START RECORDS SUPPLIED

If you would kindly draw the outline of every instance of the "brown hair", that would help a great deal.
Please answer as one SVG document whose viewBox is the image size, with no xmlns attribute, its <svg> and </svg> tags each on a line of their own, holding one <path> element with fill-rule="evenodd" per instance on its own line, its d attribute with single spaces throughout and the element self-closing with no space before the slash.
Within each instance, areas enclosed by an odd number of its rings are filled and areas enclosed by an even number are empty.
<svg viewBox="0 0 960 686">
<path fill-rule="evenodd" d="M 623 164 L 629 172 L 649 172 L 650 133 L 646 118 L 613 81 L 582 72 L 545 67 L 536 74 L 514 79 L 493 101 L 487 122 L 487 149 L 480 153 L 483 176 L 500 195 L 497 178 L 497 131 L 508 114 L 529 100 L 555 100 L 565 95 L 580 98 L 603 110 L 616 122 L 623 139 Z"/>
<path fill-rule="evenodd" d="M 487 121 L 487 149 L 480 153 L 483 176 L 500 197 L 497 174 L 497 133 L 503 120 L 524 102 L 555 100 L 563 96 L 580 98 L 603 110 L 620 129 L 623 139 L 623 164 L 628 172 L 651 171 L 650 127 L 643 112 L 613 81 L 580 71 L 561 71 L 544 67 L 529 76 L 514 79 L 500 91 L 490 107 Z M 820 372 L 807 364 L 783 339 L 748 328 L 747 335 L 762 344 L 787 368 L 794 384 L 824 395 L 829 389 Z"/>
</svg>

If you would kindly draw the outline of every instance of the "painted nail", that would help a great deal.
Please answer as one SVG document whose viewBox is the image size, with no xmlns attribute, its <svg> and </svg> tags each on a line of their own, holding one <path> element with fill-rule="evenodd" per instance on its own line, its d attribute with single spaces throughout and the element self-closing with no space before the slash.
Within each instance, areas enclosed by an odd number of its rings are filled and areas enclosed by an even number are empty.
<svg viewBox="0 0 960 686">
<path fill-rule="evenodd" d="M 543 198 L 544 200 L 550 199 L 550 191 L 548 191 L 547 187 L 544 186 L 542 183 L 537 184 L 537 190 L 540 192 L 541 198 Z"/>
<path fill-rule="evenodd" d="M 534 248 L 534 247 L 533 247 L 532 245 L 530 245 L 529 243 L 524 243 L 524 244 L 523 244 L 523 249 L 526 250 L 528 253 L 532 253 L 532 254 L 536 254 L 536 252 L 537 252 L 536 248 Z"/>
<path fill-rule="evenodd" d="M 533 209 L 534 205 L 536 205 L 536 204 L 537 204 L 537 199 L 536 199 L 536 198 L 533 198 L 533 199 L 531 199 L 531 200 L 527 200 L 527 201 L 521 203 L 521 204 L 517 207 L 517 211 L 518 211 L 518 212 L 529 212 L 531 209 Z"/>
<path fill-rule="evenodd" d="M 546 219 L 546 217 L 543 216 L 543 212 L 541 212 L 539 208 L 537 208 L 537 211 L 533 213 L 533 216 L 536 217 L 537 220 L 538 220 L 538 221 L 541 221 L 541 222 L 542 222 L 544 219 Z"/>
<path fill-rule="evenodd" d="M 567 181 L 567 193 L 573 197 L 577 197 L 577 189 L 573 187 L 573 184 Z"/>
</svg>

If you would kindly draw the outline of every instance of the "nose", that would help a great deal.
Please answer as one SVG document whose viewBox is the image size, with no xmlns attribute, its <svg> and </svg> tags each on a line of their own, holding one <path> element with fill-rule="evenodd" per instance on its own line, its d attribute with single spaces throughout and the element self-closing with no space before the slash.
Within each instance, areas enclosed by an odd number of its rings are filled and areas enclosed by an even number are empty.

END RECORDS SUPPLIED

TASK DESCRIPTION » Within the records, the lines containing the string "great" are to be counted and their number given without comment.

PROBLEM SOLUTION » 3